Activity ▸
Please transcribe exactly the lines from the one containing "Reviewer note: every instance of the clear" through the end of the records below, both included, and nothing else.

(Point localization data)
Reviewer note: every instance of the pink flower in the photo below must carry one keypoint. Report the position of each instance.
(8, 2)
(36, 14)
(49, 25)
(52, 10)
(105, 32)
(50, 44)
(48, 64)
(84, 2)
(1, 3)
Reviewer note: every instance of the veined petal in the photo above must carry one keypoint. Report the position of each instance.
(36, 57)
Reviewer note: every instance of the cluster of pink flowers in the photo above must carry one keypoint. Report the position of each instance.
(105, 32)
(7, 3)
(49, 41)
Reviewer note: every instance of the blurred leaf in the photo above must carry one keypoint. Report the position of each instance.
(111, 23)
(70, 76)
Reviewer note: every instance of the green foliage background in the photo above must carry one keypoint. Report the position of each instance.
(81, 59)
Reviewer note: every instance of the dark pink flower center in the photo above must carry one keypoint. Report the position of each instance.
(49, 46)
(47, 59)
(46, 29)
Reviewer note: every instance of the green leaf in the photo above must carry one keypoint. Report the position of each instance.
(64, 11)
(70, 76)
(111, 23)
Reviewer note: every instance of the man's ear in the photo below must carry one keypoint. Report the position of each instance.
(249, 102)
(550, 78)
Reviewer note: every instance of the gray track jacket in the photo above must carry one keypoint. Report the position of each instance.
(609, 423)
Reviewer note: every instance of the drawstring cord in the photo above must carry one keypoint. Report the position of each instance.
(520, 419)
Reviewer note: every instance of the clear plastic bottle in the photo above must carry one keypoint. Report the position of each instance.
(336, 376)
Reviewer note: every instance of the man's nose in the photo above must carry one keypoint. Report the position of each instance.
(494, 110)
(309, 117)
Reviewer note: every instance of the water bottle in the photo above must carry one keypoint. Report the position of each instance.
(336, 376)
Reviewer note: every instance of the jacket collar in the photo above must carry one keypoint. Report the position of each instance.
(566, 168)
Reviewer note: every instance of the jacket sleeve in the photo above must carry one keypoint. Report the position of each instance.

Solution to the exercise ▸
Reviewer note: every instance of the clear plastic bottle in the photo above must carry one keypoint. Report the position of each instance.
(336, 376)
Reviewer note: every instance of the man's nose in the photo above must carry one keypoint. Report the position of each instance.
(494, 110)
(309, 117)
Reviewer note: every instance of the water bottle in the photo above must carry one keypoint. Report the position of each instance.
(336, 376)
Reviewer note: every instance of the jacket collar in the photo above must carry one keypoint. Report the position of each instance.
(566, 168)
Reviewer note: every instance of the jacket sleeve in the photo above must carry one keypoint. Report the position of each instance.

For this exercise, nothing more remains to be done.